PROBLEM DETAILS
Nothing outside the range below should be printed. Output exactly the lines from the line with "Expected: for every instance of the porch column" to the line with "Expected: for every instance of the shrub", both included.

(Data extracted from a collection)
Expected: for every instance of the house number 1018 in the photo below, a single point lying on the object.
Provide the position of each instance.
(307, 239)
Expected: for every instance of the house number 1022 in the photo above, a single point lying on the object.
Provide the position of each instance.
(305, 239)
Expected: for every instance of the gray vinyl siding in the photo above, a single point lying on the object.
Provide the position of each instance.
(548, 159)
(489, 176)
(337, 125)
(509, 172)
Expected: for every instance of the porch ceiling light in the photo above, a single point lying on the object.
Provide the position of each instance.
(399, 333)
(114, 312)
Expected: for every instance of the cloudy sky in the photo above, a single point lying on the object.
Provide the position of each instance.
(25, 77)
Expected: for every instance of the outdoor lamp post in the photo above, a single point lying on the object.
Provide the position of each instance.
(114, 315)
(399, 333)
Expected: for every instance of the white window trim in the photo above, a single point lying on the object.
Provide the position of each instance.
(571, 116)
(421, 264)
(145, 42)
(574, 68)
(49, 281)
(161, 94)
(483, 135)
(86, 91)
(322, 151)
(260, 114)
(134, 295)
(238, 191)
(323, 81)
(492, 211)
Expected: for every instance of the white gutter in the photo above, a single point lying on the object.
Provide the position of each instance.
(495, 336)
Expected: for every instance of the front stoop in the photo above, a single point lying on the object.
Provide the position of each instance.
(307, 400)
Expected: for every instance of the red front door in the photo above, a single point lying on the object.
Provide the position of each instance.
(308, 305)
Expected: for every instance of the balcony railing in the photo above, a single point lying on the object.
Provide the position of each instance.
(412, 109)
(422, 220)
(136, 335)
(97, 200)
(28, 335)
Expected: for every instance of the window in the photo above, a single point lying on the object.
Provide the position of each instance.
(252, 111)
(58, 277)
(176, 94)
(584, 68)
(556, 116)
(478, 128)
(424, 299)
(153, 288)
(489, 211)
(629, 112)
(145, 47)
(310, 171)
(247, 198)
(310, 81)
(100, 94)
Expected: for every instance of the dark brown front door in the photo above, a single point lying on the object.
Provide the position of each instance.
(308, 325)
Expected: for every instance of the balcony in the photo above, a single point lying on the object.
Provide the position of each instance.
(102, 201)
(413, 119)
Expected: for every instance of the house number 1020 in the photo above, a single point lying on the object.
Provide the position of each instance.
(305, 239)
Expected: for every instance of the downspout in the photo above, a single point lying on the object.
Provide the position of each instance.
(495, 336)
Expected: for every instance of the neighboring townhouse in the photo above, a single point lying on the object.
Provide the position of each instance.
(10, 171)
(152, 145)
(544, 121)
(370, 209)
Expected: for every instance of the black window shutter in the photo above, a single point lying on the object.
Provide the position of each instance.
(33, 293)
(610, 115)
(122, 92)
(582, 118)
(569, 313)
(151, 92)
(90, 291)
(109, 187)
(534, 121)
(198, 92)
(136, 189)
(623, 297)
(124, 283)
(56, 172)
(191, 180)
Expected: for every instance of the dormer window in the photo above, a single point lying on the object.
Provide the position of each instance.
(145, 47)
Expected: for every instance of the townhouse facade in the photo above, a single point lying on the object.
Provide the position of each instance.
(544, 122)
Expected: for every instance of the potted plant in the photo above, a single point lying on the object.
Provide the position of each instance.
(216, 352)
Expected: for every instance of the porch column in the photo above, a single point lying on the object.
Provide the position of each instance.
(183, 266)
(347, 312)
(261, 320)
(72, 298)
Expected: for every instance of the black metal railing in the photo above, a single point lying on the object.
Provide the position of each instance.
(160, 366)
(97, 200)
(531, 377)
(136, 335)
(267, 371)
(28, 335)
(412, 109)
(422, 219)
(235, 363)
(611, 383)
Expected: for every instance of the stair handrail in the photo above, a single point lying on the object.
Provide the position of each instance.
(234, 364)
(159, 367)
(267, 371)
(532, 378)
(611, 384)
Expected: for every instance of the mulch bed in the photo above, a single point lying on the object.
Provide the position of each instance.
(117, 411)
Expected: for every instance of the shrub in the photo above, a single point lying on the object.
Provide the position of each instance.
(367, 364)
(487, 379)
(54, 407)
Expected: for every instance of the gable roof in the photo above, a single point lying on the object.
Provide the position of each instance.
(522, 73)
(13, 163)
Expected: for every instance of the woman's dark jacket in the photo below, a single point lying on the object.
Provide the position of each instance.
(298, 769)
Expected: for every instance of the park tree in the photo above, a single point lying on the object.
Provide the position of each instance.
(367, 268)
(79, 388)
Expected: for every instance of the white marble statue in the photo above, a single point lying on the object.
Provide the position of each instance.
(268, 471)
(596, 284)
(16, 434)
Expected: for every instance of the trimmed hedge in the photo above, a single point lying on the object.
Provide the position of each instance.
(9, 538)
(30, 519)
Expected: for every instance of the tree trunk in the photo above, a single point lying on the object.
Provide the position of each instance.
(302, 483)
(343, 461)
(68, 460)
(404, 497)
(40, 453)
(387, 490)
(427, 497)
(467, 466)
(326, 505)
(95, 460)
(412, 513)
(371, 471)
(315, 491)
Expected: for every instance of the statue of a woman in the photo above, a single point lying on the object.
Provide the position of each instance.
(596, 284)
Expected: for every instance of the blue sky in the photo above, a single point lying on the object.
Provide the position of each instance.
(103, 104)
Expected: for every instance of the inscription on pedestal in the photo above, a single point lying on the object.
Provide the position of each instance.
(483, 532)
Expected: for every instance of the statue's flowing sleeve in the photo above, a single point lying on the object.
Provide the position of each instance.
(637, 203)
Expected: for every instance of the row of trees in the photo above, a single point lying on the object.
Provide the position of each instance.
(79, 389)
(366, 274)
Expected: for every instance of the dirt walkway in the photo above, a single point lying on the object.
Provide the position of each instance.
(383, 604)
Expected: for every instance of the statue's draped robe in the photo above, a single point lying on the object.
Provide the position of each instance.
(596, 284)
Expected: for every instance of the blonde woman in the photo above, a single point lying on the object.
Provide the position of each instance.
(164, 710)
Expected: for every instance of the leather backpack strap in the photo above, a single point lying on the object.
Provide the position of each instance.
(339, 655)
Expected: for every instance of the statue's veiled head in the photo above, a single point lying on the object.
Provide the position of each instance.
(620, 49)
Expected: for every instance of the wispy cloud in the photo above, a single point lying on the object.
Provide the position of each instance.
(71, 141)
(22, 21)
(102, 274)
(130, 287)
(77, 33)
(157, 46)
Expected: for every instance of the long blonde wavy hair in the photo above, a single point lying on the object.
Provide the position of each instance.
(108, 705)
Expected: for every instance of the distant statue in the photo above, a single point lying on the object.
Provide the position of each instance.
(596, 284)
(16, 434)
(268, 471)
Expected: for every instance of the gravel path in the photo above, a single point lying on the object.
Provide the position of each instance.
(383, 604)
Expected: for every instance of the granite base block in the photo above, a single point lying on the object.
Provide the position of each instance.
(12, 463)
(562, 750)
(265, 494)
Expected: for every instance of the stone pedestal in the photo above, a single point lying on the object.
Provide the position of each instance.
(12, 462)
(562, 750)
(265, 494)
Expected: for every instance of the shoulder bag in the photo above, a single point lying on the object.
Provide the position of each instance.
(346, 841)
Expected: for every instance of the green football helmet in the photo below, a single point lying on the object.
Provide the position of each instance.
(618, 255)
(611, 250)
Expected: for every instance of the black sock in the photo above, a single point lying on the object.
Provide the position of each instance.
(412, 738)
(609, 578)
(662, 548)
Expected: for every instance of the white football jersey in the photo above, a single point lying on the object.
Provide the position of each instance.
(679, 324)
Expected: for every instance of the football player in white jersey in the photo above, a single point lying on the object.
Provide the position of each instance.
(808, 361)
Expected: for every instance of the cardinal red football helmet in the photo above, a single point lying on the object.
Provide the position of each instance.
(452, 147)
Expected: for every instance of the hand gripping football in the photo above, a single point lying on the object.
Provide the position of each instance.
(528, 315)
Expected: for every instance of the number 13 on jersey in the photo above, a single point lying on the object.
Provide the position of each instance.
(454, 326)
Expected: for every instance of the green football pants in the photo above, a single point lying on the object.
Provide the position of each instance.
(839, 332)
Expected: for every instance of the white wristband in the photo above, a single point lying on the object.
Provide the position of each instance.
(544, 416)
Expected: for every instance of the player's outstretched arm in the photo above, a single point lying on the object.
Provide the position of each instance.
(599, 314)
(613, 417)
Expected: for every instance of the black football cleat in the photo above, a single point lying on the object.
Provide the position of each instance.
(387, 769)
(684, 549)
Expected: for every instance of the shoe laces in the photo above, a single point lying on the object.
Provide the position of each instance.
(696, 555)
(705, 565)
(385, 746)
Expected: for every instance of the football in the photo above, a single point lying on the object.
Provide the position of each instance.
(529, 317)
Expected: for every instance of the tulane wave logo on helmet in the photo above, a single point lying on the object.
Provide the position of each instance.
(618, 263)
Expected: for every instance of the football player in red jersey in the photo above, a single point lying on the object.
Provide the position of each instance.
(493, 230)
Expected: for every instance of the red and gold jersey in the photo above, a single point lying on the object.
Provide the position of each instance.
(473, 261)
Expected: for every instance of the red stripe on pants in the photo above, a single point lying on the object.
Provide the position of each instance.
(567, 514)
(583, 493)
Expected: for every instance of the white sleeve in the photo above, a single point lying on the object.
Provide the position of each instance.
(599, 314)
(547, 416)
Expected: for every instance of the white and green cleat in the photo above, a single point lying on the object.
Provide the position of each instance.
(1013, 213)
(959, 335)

RESULT OF THIS EXERCISE
Expected: for every instance of the porch column in the photo above, a single point lying on the object.
Provide the position of each instance.
(183, 266)
(347, 312)
(261, 320)
(72, 298)
Expected: for every instance of the black metal railing in the photo above, a single point lying on the object.
Provide the position of each instance.
(160, 366)
(97, 200)
(531, 377)
(136, 335)
(267, 371)
(28, 335)
(412, 109)
(422, 219)
(235, 363)
(611, 383)
Expected: for every instance of the stair handrail in the photo above, a single point lying on the object.
Provide the position of each instance.
(234, 364)
(159, 367)
(267, 371)
(532, 378)
(611, 384)
Expected: for every instance of the mulch bed in the photo above, a single point lying on the object.
Provide the position of each instance.
(117, 411)
Expected: for every instance of the shrub in the photo above, a single point lying on the object.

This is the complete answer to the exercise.